Document text:

— begin —

Re: [PATCH v4 0/4] perf: Support PERF_SAMPLE_READ with inherit_stat

From: Ben Gainey
Date: Tue Apr 02 2024 - 06:18:49 EST


On Wed, 2024-03-27 at 13:34 -0700, Namhyung Kim wrote:
> Hello,
>
> On Mon, Mar 25, 2024 at 3:12 AM Ben Gainey <Ben.Gainey@xxxxxxx>
> wrote:
> >
> > On Fri, 2024-03-22 at 18:22 -0700, Namhyung Kim wrote:
> > > On Fri, Mar 22, 2024 at 9:42 AM Ben Gainey <ben.gainey@xxxxxxx>
> > > wrote:
> > > >
> > > > This change allows events to use PERF_SAMPLE READ with inherit
> > > > so
> > > > long
> > > > as both inherit_stat and PERF_SAMPLE_TID are set.
> > > >
> > > > Currently it is not possible to use PERF_SAMPLE_READ with
> > > > inherit.
> > > > This
> > > > restriction assumes the user is interested in collecting
> > > > aggregate
> > > > statistics as per `perf stat`. It prevents a user from
> > > > collecting
> > > > per-thread samples using counter groups from a multi-threaded
> > > > or
> > > > multi-process application, as with `perf record -e '{....}:S'`.
> > > > Instead
> > > > users must use system-wide mode, or forgo the ability to sample
> > > > counter
> > > > groups. System-wide mode is often problematic as it requires
> > > > specific
> > > > permissions (no CAP_PERFMON / root access), or may lead to
> > > > capture
> > > > of
> > > > significant amounts of extra data from other processes running
> > > > on
> > > > the
> > > > system.
> > > >
> > > > Perf already supports the ability to collect per-thread counts
> > > > with
> > > > `inherit` via the `inherit_stat` flag. This patch changes
> > >
> > > I'm not sure about this part. IIUC inherit and inherit_stat is
> > > not
> > > for
> > > per-thread counts, it only supports per-process (including
> > > children)

— end —

Given records:
— begin —

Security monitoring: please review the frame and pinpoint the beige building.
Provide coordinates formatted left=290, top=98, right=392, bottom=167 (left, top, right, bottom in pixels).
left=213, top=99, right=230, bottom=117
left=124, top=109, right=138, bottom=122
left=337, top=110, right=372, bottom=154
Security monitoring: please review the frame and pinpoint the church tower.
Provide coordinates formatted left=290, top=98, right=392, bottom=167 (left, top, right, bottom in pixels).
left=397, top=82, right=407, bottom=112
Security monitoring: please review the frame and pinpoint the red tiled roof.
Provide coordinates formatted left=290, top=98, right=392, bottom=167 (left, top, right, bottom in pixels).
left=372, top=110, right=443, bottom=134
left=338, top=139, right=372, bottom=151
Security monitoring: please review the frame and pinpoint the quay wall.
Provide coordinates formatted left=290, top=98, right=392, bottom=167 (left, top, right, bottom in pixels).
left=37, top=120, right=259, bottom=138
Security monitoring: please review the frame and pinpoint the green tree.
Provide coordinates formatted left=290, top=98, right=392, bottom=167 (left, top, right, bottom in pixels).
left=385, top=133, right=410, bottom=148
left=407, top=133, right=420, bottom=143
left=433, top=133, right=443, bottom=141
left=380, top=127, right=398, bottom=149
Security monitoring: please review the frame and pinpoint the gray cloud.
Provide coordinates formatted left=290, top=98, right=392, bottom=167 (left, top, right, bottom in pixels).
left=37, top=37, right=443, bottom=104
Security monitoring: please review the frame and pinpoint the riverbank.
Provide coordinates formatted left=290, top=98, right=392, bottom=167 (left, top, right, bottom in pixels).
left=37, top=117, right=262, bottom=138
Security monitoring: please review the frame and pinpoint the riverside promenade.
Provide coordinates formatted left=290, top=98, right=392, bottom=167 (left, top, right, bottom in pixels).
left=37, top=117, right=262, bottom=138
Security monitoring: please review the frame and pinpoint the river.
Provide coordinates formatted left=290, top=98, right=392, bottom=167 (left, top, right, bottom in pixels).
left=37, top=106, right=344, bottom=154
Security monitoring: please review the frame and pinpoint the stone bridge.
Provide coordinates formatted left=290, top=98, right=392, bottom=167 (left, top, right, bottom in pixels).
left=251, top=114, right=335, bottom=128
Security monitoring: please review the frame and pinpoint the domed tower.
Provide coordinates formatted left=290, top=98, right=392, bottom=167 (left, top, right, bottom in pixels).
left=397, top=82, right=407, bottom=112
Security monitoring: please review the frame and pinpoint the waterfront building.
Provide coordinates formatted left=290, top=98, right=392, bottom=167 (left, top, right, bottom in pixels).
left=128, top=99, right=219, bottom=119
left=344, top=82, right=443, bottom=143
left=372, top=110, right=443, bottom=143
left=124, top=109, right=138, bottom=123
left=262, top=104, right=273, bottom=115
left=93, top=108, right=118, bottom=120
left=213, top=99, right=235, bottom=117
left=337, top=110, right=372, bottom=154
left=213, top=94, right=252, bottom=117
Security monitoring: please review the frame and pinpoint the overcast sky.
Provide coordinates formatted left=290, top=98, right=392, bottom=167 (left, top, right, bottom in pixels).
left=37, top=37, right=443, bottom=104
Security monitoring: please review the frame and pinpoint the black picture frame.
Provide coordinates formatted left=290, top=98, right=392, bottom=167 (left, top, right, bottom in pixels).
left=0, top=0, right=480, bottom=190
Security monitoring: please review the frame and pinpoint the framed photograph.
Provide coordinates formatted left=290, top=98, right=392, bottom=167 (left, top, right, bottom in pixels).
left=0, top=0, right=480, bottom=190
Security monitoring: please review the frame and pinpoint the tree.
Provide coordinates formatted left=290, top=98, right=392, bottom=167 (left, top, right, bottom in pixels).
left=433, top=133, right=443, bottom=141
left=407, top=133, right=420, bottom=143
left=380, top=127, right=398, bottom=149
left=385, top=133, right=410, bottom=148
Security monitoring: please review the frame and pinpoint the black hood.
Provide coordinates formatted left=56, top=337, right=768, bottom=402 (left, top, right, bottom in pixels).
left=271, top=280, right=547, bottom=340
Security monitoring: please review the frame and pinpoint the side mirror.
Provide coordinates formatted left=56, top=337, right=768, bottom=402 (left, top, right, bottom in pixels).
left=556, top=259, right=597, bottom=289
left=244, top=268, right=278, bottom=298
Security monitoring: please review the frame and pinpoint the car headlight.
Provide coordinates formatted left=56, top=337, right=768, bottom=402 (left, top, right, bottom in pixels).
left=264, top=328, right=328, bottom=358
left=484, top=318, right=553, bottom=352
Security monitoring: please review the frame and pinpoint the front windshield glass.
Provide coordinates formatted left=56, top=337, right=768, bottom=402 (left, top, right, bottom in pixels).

— end —

Directives:
1) Answer these from the patch thread:
(a) Which two settings must both be set for an event to use PERF_SAMPLE_READ with inherit under this change?
(b) Which command is given as an example of collecting per-thread samples using counter groups?
(c) On what date was this reply from Ben Gainey sent?
2) Translate this sentence from the patch thread into Spanish: "Currently it is not possible to use PERF_SAMPLE_READ with inherit."
3) Return the stretch of the patch thread from "On Wed, 2024-03-27" through "PERF_SAMPLE_TID are set.", copied with no changes.
The records have no role in any of this.

Answers by task:
1)
(a) inherit_stat and PERF_SAMPLE_TID
(b) `perf record -e '{....}:S'`
(c) Tue Apr 02 2024

2) Actualmente no es posible usar PERF_SAMPLE_READ con inherit.

3)
On Wed, 2024-03-27 at 13:34 -0700, Namhyung Kim wrote:
> Hello,
>
> On Mon, Mar 25, 2024 at 3:12 AM Ben Gainey <Ben.Gainey@xxxxxxx>
> wrote:
> >
> > On Fri, 2024-03-22 at 18:22 -0700, Namhyung Kim wrote:
> > > On Fri, Mar 22, 2024 at 9:42 AM Ben Gainey <ben.gainey@xxxxxxx>
> > > wrote:
> > > >
> > > > This change allows events to use PERF_SAMPLE READ with inherit
> > > > so
> > > > long
> > > > as both inherit_stat and PERF_SAMPLE_TID are set.